TASK DETAILS> Starting from the line containing "Practice task. Find the oar", write out the rest of the entries exactly, through the final line, including nothing else.

== ITEMS

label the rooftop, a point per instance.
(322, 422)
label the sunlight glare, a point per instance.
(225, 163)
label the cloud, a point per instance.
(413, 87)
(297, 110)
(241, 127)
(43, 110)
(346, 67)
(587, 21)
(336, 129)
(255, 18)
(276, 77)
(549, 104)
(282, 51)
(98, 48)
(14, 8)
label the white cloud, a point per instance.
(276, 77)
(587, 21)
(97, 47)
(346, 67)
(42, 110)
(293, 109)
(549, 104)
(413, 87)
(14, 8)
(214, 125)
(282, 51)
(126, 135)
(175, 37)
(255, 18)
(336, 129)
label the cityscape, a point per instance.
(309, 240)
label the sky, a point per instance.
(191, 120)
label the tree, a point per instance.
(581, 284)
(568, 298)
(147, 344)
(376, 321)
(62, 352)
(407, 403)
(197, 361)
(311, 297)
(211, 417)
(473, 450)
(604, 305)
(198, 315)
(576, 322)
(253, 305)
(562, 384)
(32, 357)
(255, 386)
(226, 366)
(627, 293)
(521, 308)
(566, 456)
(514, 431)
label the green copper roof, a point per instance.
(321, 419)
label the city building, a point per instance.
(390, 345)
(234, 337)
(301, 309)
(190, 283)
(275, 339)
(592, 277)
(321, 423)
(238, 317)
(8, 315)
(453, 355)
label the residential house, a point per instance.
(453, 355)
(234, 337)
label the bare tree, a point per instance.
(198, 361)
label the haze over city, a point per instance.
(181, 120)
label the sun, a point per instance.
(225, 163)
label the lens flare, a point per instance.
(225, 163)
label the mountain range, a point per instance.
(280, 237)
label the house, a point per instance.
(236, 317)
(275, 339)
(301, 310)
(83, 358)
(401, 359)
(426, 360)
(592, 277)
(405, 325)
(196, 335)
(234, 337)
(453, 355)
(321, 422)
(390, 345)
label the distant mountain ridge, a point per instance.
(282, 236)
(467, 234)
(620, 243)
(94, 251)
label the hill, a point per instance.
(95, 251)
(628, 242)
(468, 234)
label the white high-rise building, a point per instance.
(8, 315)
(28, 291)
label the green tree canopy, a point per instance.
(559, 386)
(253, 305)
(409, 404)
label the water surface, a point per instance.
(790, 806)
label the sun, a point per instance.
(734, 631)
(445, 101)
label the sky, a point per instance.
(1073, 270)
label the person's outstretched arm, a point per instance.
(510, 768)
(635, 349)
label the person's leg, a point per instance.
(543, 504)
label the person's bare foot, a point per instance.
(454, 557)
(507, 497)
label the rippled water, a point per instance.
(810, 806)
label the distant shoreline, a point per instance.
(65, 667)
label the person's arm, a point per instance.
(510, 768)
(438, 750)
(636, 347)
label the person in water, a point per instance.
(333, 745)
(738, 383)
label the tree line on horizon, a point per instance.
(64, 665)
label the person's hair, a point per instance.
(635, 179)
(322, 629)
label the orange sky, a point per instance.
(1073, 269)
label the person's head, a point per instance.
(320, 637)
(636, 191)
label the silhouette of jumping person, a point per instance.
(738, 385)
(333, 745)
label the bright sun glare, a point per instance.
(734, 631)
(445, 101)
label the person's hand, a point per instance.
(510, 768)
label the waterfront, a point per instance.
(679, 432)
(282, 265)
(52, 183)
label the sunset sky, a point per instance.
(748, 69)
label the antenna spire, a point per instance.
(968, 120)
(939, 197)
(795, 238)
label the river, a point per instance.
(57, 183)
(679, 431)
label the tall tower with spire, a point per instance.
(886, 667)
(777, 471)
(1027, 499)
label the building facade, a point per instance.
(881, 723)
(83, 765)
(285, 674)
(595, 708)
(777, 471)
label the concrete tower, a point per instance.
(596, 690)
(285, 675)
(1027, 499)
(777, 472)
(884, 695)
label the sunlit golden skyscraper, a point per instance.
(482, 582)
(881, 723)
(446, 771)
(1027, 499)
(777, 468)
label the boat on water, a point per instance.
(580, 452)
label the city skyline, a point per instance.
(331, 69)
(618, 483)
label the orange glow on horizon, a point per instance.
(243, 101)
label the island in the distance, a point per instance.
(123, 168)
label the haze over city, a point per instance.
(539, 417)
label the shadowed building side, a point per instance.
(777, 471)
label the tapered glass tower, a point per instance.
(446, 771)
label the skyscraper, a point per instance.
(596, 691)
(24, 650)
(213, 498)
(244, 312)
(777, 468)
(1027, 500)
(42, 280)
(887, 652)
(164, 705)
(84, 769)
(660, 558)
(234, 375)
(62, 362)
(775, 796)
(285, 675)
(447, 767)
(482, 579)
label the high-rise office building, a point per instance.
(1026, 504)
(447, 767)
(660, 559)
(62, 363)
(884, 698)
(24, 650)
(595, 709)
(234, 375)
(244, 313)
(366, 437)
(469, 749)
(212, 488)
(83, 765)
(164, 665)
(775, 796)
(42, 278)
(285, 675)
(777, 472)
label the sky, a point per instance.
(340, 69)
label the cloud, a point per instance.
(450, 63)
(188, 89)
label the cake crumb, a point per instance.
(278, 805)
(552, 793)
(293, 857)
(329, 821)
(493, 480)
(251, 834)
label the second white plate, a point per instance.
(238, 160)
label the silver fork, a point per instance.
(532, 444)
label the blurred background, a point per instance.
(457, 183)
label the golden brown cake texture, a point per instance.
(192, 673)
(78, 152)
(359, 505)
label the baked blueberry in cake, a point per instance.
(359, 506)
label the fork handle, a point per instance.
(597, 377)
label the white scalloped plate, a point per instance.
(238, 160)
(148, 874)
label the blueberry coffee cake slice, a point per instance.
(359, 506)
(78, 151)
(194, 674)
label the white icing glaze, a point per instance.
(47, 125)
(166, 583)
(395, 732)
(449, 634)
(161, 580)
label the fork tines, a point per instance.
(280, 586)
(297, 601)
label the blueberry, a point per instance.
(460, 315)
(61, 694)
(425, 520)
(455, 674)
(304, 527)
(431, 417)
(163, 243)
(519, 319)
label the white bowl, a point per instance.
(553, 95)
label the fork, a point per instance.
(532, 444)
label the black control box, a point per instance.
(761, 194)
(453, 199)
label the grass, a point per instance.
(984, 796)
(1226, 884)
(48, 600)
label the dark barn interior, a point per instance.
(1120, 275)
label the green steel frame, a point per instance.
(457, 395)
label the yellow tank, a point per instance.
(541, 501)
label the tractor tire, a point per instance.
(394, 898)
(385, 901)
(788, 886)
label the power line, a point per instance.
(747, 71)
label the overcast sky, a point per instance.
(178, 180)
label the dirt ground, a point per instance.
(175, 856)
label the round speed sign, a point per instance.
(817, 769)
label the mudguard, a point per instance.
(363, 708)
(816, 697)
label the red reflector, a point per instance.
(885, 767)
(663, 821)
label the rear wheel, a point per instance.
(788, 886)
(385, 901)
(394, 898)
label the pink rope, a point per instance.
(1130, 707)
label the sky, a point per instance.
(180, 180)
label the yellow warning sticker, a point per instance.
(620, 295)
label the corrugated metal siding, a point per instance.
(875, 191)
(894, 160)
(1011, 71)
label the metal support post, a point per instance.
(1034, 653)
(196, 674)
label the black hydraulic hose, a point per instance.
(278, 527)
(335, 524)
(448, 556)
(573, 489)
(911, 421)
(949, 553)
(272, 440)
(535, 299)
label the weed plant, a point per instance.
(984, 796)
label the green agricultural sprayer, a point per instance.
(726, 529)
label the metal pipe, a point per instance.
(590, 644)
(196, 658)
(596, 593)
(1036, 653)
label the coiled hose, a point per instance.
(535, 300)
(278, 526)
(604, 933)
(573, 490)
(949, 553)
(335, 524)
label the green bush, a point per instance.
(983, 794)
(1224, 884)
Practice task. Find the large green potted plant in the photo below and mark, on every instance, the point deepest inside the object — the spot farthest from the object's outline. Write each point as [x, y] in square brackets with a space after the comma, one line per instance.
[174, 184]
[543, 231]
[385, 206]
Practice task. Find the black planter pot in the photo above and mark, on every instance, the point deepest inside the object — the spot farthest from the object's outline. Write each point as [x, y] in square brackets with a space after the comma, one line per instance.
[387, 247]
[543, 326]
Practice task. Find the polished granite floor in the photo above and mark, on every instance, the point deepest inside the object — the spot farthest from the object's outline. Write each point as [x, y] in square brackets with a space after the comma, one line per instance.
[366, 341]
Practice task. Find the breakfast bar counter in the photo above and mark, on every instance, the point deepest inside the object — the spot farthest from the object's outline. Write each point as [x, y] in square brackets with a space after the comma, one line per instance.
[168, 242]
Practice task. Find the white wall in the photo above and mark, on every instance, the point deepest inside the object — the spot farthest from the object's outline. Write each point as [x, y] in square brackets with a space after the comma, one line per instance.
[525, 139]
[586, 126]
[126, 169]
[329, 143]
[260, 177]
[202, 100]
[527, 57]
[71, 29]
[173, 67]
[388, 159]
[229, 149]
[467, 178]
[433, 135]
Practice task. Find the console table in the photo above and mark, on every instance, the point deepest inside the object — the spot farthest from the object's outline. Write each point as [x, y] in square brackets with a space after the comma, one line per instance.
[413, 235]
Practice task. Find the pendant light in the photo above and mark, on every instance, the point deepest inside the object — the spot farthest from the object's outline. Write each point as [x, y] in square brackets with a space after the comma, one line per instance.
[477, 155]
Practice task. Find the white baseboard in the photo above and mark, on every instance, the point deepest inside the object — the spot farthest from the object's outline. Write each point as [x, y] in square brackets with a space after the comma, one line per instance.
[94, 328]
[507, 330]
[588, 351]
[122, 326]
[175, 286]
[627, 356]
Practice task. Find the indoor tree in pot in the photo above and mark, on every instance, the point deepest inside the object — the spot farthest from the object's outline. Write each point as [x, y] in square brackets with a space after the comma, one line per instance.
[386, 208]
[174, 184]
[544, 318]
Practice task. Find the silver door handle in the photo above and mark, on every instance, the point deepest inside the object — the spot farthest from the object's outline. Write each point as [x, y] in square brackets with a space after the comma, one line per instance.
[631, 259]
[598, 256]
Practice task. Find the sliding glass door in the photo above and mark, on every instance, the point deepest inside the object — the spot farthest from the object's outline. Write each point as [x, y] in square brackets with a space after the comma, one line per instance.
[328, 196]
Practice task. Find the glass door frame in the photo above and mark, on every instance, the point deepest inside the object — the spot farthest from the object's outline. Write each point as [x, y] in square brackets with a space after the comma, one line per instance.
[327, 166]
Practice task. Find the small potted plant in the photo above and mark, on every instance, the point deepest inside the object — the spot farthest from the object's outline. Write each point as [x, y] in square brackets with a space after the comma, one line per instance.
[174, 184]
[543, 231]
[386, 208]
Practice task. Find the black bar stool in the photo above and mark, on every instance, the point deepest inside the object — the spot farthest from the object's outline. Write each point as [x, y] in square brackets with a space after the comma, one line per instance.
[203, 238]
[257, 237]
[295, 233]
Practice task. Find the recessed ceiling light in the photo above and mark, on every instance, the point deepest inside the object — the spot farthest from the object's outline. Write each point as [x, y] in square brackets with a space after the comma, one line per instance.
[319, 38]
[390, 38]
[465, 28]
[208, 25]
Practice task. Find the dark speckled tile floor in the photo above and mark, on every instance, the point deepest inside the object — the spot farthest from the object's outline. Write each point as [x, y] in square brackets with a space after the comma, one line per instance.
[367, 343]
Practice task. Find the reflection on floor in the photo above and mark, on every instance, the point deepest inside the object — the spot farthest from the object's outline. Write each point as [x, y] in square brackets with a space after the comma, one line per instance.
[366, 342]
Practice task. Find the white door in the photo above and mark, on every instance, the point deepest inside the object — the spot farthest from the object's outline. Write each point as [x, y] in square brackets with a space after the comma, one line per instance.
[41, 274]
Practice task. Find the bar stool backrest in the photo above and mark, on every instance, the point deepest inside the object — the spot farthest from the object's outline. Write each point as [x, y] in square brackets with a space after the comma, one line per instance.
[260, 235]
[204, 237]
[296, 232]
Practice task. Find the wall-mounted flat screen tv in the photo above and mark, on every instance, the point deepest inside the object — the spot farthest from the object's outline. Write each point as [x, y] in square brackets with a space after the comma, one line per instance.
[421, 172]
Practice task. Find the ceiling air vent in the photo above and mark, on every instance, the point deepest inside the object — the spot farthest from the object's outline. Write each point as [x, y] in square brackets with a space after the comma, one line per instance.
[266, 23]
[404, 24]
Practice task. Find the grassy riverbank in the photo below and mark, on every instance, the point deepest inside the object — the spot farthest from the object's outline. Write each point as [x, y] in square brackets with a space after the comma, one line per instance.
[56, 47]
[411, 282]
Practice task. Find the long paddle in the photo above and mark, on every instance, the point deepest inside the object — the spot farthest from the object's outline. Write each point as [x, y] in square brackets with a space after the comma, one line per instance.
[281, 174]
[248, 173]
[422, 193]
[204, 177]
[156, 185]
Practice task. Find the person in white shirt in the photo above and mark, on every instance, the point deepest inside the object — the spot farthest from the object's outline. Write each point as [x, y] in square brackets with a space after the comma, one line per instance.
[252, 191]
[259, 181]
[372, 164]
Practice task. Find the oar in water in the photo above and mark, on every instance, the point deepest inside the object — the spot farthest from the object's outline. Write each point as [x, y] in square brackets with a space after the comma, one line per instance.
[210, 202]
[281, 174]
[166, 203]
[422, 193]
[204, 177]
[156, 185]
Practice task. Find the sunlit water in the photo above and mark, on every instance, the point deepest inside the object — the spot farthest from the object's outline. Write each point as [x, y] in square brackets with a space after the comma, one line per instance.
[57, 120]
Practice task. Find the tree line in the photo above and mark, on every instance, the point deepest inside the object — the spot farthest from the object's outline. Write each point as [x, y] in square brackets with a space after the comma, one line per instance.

====

SOLUTION>
Practice task. Find the oar in water in the photo above and mark, on every instance, the point deepest inside the object — the spot farthest from the object's outline. Write each point as [x, y] in square brackets with a space after the comma, one line per instance.
[210, 202]
[281, 174]
[166, 203]
[422, 193]
[204, 177]
[156, 185]
Practice task. Find the sunlit water in the photo above and mark, on every instance, the point deepest inside the object — the spot farthest from the object's outline. Write each point as [x, y] in square brackets with a space after the comma, one line per instance.
[57, 120]
Practice task. Find the tree line in the photo above and mark, on every instance, the point deepest inside the object — the spot farthest from the object's outline. Write each point as [x, y] in square brackets with a space after the comma, one line per instance.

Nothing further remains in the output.